• **Assignment**
Write out the passage on writing and Bergman's "Demon of Nothingness" in full, word for word.

• **Exercise text**

★ ★ ★ ★ ★ ★ ★

Part of Keyframe’s Filmmaker Spotlight on Derek Jarman
As a writer I often feel as though I’m in trouble. This is something a writer should never say or admit to feeling. Not if they want to continue to write and not if they want others to think of them as writers. But for me writing produces constant dread and anxiety; the feeling that I have to write but can’t, that I don’t know how, and never will again. That’s how all writing starts for me. That’s the time and space of writing. Which means that writing is not just something I do, but something I can’t do. When it comes to creativity, doubt and fear have a rich tradition. Take for instance the documentary Bergman Island (2006), where Ingmar Bergman makes a list of his demons and then examines each one on camera. Bergman had many fears, but the one fear he said he never had was the “Demon of Nothingness,” which is “quite simply when the creativity of [your] imagination abandons [you]. That things get totally silent, totally empty. And there’s nothing there.”
Bergman Island ends with Bergman a fear that he claims to have never had, to have never even known, and which his huge body of work (63 films) corroborates to some extent (the way that work always misleadingly corroborates the ability, rather than the inability, to work), but which nevertheless burrowed into his life in other ways: his films which featured characters, often artists—both men and women—grappling with the fear of Nothingness. With their inability to do something, to be something—the double bind of action and inaction—two potentialities that always threaten to cancel each other out. In Bergman’s films, characters often wrestle with being abandoned and betrayed not by their imaginations (for fears produce their own fantastic fictions), but by the inability to creatively hone and endure those imaginations.

★ ★ ★ ★ ★ ★ ★

• **Source information**
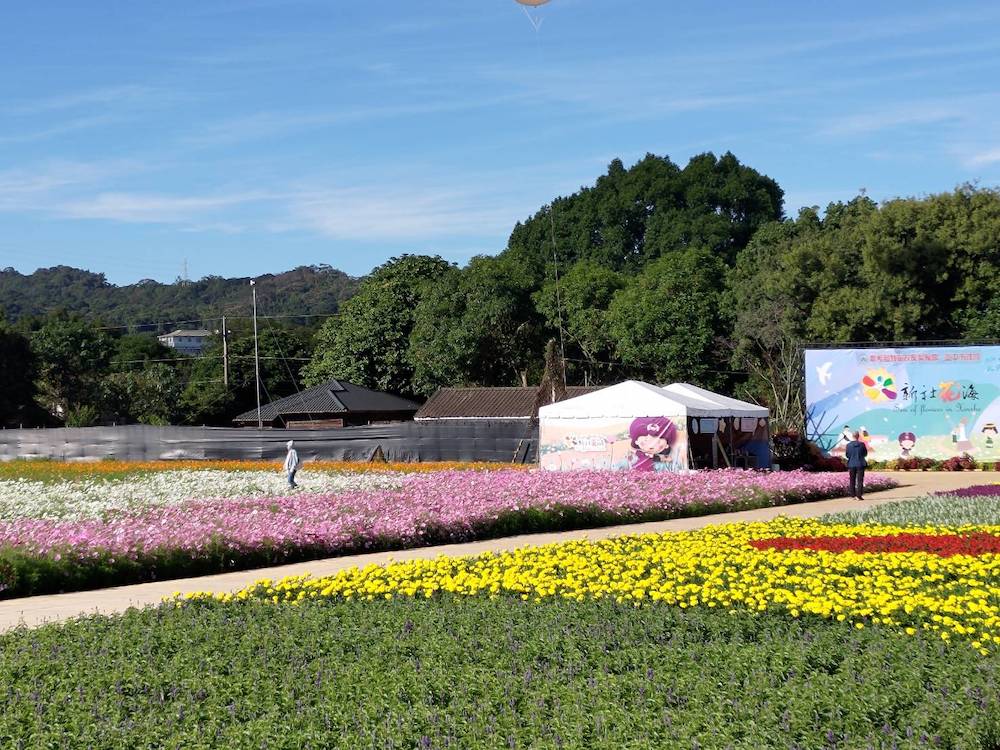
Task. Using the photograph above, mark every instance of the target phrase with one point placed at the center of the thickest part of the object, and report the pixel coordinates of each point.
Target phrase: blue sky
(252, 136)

★ ★ ★ ★ ★ ★ ★

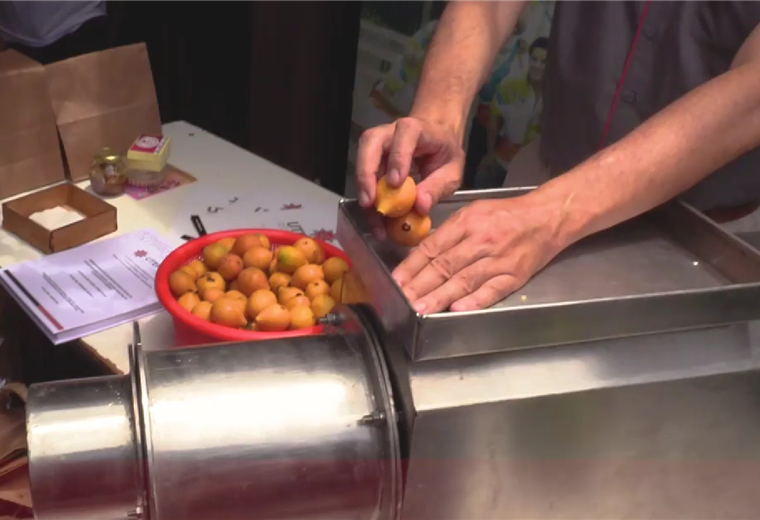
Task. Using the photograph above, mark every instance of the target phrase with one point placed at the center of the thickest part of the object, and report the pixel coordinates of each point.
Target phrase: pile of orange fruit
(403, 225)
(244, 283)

★ ★ ★ ★ ★ ★ ★

• **Response**
Part of Keyframe’s Filmmaker Spotlight on Derek Jarman
As a writer I often feel as though I’m in trouble. This is something a writer should never say or admit to feeling. Not if they want to continue to write and not if they want others to think of them as writers. But for me writing produces constant dread and anxiety; the feeling that I have to write but can’t, that I don’t know how, and never will again. That’s how all writing starts for me. That’s the time and space of writing. Which means that writing is not just something I do, but something I can’t do. When it comes to creativity, doubt and fear have a rich tradition. Take for instance the documentary Bergman Island (2006), where Ingmar Bergman makes a list of his demons and then examines each one on camera. Bergman had many fears, but the one fear he said he never had was the “Demon of Nothingness,” which is “quite simply when the creativity of [your] imagination abandons [you]. That things get totally silent, totally empty. And there’s nothing there.”
Bergman Island ends with Bergman a fear that he claims to have never had, to have never even known, and which his huge body of work (63 films) corroborates to some extent (the way that work always misleadingly corroborates the ability, rather than the inability, to work), but which nevertheless burrowed into his life in other ways: his films which featured characters, often artists—both men and women—grappling with the fear of Nothingness. With their inability to do something, to be something—the double bind of action and inaction—two potentialities that always threaten to cancel each other out. In Bergman’s films, characters often wrestle with being abandoned and betrayed not by their imaginations (for fears produce their own fantastic fictions), but by the inability to creatively hone and endure those imaginations.